+++ Sezione del testo

Nella specie, come risulta chiaramente dalla motivazione impugnata, del tutto esauriente, i verbalizzanti F e B sono stati "concordi nel riferire del rifiuto opposto dal M a sottoporsi all'esame con l'etilometro" in modo che l'assunto difensivo, secondo il quale uno dei verbalizzanti aveva riferito all'imputato che era facoltativo sottoporsi all'alcoltest, "è stato smentito risolutamente e concordemente dagli stessi verbalizzanti".
Da tale motivazione si desume che indubbiamente l'unico argomento difensivo di contrasto alla configurabilità del reato di cui all'art 186, 6^ comma, C.d.S. è stato oggetto dell'istruttoria testimoniale, e che la valutazione sulla superfluità di domande o non pertinenti o inutili o meramente insidiose è rimessa al giudice di merito, il quale, nella specie, ha consentito l'accertamento nell'interesse della difesa.
Tali argomentazioni consentono di ritenere palesemente infondato anche il secondo motivo di ricorso, con il quale è stata dedotta l'inutilizzabilità delle dichiarazioni del testimone a norma dell'art. 63, 2 comma, c.p.p..

++++++
+++ Materiale mostrato

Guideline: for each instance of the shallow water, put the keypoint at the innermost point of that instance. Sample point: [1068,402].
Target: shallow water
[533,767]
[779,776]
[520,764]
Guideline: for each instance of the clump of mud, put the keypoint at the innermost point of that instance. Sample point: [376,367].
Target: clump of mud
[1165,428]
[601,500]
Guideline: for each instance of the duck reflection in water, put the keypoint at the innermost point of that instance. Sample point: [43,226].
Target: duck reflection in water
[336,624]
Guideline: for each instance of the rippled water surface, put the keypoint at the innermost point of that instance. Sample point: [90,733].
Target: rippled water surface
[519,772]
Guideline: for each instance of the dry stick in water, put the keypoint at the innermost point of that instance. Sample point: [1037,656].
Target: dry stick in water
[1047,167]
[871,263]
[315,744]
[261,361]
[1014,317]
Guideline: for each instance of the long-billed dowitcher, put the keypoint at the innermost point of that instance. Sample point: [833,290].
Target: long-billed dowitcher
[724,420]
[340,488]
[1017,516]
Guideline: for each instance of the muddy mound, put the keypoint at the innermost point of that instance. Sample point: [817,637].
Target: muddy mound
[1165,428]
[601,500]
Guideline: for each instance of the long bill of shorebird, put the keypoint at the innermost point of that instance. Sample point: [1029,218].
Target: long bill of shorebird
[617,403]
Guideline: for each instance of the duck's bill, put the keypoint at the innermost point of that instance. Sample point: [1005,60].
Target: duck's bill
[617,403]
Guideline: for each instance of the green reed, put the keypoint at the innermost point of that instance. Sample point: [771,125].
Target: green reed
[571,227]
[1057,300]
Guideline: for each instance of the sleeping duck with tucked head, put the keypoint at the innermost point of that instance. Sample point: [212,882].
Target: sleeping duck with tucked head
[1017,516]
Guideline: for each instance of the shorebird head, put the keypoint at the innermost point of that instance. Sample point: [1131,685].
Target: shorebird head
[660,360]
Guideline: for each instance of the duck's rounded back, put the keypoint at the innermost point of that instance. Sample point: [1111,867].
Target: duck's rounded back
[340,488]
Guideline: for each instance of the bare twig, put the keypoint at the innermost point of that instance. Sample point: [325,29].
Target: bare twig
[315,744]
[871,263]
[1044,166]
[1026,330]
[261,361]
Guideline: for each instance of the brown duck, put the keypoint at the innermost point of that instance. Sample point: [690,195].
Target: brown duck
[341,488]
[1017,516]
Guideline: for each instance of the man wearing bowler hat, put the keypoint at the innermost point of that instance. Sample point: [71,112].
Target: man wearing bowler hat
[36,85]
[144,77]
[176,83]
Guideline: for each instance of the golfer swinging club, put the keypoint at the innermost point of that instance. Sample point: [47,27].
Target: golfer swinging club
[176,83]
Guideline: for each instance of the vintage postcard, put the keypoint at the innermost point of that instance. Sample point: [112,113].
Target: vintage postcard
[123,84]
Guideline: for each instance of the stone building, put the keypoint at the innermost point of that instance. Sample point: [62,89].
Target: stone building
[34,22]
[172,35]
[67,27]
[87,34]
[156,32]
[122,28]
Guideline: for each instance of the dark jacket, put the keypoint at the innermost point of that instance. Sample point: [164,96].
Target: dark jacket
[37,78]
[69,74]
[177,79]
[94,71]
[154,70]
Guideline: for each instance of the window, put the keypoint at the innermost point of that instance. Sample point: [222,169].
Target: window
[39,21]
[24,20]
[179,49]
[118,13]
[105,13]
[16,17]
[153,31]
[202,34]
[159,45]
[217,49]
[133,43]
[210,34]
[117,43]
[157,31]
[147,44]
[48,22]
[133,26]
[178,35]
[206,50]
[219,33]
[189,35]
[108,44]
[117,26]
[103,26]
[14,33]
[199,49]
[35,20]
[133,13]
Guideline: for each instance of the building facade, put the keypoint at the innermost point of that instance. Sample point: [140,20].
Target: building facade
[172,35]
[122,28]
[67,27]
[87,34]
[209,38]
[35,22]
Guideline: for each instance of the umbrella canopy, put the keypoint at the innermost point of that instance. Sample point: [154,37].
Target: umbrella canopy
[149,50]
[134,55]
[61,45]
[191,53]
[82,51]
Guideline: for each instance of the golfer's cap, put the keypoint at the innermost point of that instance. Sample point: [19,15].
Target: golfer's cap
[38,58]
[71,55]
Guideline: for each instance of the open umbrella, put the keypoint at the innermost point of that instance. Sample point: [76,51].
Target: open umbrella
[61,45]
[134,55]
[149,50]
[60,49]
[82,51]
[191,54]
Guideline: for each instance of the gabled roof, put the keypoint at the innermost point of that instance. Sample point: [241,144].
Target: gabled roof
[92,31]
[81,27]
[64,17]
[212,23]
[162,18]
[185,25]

++++++
+++ Materiale mostrato

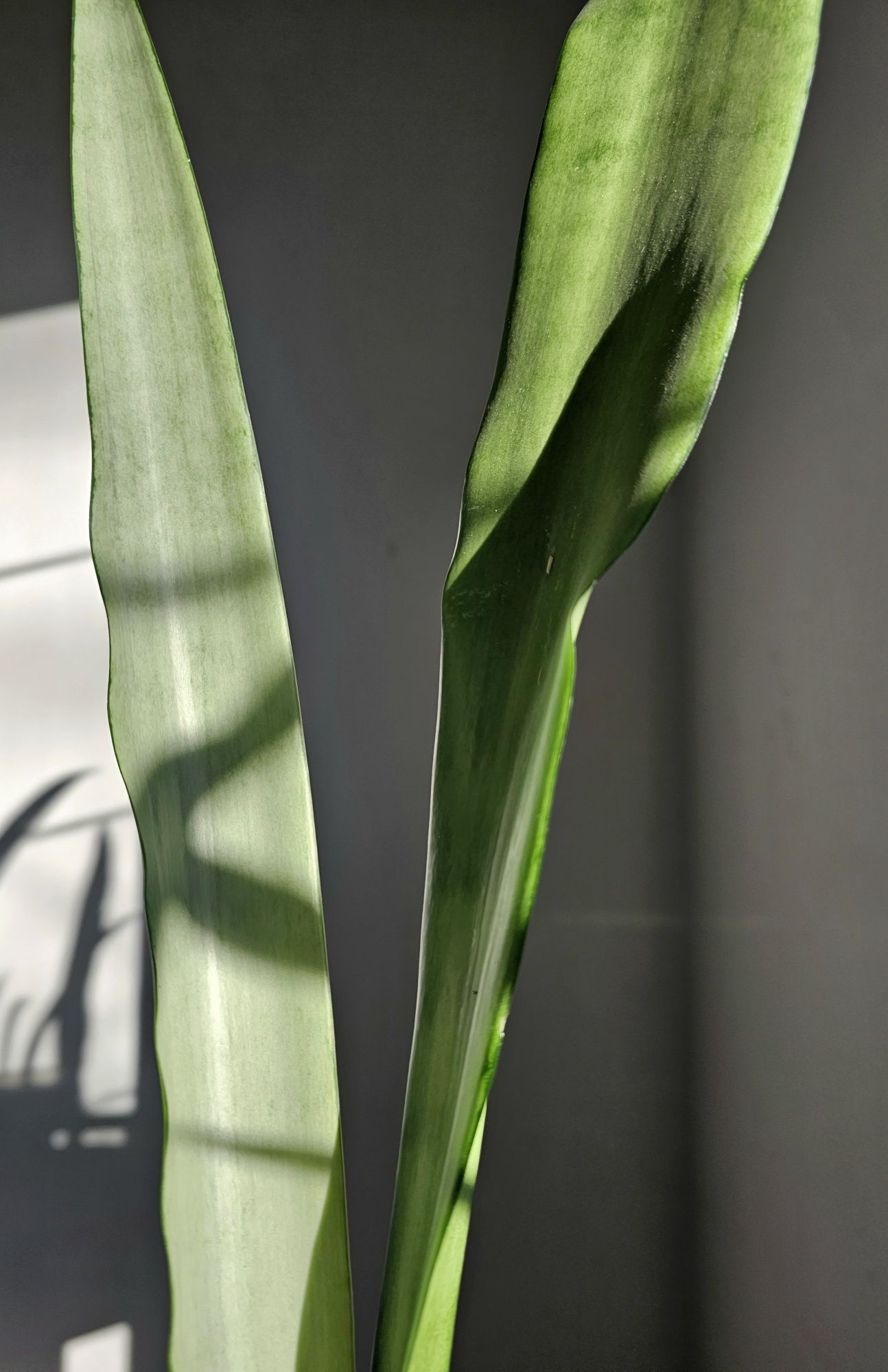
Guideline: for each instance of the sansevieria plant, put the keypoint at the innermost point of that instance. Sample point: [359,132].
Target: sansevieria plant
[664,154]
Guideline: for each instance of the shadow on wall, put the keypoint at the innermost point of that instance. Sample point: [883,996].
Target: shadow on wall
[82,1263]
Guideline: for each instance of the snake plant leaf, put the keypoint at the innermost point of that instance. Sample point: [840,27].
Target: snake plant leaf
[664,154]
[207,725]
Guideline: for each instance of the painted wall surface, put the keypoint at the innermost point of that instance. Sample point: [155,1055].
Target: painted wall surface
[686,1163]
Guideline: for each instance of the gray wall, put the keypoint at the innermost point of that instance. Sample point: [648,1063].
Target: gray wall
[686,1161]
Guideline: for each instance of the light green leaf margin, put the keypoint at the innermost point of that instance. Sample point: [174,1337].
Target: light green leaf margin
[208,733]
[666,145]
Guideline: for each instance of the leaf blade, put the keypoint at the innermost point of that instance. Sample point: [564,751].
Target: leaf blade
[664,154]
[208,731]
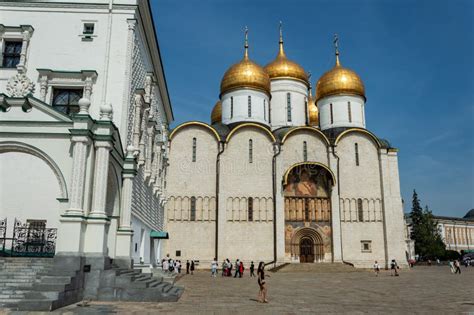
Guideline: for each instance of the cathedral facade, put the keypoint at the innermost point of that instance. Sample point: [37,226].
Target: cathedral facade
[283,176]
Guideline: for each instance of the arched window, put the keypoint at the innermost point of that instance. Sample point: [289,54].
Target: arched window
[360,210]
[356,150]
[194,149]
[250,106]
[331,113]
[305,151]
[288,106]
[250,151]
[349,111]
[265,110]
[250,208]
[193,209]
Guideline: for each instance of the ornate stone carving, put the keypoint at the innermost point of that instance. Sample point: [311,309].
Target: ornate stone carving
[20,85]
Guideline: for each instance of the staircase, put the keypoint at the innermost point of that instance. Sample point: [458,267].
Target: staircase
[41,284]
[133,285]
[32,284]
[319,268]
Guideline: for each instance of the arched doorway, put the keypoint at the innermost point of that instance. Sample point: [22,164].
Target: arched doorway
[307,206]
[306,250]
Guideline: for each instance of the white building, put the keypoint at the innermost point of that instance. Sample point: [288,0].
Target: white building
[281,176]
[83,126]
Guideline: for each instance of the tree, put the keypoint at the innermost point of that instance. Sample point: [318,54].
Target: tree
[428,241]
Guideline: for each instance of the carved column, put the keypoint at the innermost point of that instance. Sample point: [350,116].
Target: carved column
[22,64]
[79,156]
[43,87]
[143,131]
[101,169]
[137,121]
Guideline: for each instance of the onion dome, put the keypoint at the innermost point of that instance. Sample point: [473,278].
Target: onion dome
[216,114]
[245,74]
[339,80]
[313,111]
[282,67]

++++++
+++ Materiale mostrato

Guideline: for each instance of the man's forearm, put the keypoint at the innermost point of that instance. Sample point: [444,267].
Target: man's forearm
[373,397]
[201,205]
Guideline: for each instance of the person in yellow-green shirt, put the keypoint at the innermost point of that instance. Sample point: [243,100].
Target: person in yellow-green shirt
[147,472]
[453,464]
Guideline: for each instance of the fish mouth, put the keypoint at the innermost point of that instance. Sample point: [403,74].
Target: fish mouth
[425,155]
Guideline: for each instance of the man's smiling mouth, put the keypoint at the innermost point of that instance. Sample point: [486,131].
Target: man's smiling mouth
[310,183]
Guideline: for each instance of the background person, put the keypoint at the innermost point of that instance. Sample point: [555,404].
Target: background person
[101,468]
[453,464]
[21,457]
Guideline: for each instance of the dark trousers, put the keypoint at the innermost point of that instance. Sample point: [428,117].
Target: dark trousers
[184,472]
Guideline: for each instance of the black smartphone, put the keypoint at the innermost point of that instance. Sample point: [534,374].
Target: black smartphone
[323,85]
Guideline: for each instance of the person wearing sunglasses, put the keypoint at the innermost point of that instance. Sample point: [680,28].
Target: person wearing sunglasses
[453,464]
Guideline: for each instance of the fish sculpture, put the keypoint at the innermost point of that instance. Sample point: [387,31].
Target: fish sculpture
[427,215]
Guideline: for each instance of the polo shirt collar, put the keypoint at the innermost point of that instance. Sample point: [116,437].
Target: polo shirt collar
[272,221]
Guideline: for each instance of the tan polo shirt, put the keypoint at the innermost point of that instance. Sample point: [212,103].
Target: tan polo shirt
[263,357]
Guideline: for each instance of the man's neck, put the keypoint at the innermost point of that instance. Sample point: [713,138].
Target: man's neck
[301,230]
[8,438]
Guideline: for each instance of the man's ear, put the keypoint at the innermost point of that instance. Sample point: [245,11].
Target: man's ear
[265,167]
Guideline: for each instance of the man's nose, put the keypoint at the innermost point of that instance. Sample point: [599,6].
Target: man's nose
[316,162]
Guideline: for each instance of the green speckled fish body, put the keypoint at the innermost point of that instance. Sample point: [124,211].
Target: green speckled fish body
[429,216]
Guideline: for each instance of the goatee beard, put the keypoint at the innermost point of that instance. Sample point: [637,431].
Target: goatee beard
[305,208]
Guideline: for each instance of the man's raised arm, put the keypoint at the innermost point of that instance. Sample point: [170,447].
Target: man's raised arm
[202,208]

++++++

§ **Compiti da svolgere**
1. Rispondi a queste domande sul testo relativo al rifiuto dell'etilometro:
(a) Come sono indicati i verbalizzanti che hanno riferito concordemente del rifiuto?
(b) Quale norma del Codice della strada è citata per il reato?
(c) Quale articolo del codice di procedura penale è richiamato nel secondo motivo di ricorso?
2. Prosegui il testo relativo al rifiuto dell'etilometro dopo la sua ultima frase.

§ **Risposte ai compiti**
1.
(a) Sono indicati come F e B.
(b) È citato l'art. 186, 6^ comma, C.d.S.
(c) È richiamato l'art. 63, 2 comma, c.p.p.

2.
Tale inutilizzabilità è infetti configurabile solo "se la persona doveva essere sentita sin dall'inizio in qualità di imputato o di persona sottoposta alle indagini", e, nella specie, la deduzione difensiva, secondo la quale se il B avesse confermato l'argomentazione difensiva sarebbe diventato imputato per concorso nel reato, è, in primo luogo, irrilevante, dovendo tale qualità sussistere "sin dall'inizio", e poi comunque infondata, perchè - anche se fosse stata vera la tesi dell'imputato - non sarebbe configurabile alcun concorso doloso ex art. 110 c.p., in mancanza di un accordo preventivo tra i due, non configurandosi l'istigazione a commettere il reato contravvenzionale in questione. Non si tratta quindi di norma fondata su un ipotetico e del tutto eventuale coinvolgimento del testimone nel reato, ma della preesistenza di già significative ragioni per ritenere il testimone quanto meno persona sottoposta alle indagini.
Con il terzo motivo di impugnazione il ricorrente censura la sentenza impugnata per mancanza o manifesta illogicità della motivazione.
Come è noto la giurisprudenza della Corte di Cassazione ha ritenuto, pressocchè costantemente, che "l'illogicità della motivazione, censurabile a norma dell'art. 606, comma 1, lett. e) c.p.p., è quella evidente, cioè di spessore tale da risultare percepibile ictu oculi, in quanto l'indagine di legittimità sul discorso giustificativo della decisione ha un orizzonte circoscritto, dovendo il sindacato demandato alla Corte di Cassazione limitarsi, per espressa volontà del legislatore, a riscontrare l'esistenza di un logico apparato argomentativo, senza possibilità di verifica della rispondenza della motivazione alle acquisizioni processuali" (recentemente Cass. 24.9.2003 n. 18; conformi, sempre a sezioni unite Cass. n. 12/2000; n. 24/1999; n. 6402/1997).
Più specificamente "esula dai poteri della Corte di Cassazione quello di una rilettura degli elementi di fatto posti a fondamento della decisione, la cui valutazione è, in via esclusiva, riservata al giudice di merito, senza che possa integrare il vizio di legittimità, la mera prospettazione di una diversa, e per il ricorrente più adeguata, valutazione delle risultanze processuali" (Cass. sezioni unite 30.4.1997 n. 6402).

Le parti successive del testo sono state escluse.